**** Records for this exercise ****

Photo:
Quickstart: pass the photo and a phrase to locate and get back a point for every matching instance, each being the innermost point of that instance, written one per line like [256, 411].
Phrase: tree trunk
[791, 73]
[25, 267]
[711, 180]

****

Please write out every line of the records above, copying each one character for character.

Photo:
Quickstart: pass the photo and a phrase to locate and get back a point for every matching instance, each being the innermost point of that instance, written one per line like [256, 411].
Phrase: tree trunk
[791, 73]
[25, 267]
[711, 180]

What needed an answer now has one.